** WRITTEN EXERCISE **
Can you edit the listing lines from the line holding "image for man" through the line holding "[529,23,627,320]", inclusive, swapping "dark shirt" for "black shirt" and changing nothing else? Return only those lines, and leave the pictures out.

** LISTING **
■ ■ ■
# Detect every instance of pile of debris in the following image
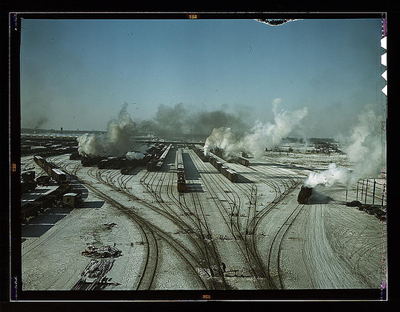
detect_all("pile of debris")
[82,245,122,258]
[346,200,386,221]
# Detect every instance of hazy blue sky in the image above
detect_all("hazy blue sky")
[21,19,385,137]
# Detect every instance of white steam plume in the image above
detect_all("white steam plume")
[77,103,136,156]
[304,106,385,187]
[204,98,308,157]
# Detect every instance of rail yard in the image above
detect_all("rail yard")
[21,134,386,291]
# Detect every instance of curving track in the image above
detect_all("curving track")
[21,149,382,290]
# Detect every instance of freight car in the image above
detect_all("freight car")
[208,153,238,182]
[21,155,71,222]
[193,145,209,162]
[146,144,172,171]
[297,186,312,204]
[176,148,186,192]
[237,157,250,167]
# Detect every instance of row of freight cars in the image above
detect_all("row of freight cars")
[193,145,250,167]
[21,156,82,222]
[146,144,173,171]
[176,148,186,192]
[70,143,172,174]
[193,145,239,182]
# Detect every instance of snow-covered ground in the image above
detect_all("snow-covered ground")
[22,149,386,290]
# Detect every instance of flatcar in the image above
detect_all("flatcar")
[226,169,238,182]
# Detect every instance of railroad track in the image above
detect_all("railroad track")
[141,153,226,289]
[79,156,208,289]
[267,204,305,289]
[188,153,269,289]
■ ■ ■
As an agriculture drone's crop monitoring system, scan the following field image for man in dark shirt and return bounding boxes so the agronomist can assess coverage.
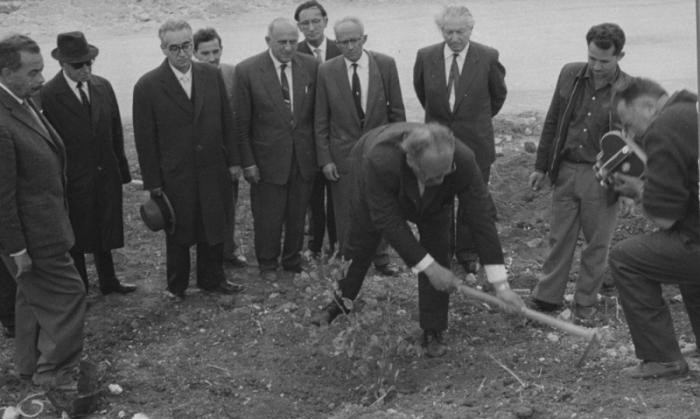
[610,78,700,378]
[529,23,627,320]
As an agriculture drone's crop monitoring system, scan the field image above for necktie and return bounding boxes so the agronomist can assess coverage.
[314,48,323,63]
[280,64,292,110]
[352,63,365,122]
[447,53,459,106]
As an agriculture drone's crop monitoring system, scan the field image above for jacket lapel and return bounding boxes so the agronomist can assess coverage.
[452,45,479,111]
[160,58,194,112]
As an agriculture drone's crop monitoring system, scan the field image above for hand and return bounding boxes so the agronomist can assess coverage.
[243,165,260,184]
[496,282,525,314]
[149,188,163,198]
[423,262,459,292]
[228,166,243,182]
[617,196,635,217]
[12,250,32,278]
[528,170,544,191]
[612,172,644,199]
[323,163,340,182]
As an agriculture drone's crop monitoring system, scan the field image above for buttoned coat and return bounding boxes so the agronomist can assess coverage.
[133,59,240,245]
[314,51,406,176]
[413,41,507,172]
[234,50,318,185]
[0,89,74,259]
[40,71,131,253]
■ ■ ■
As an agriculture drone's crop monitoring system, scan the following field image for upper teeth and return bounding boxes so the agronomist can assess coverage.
■ ■ ■
** OUTPUT FOR THIS EXERCISE **
As an agriculture drone's crop monitoring system, scan the following field image for man in black shirt and return bounding boxes so the agronomist can assess coverage.
[610,78,700,378]
[529,23,627,320]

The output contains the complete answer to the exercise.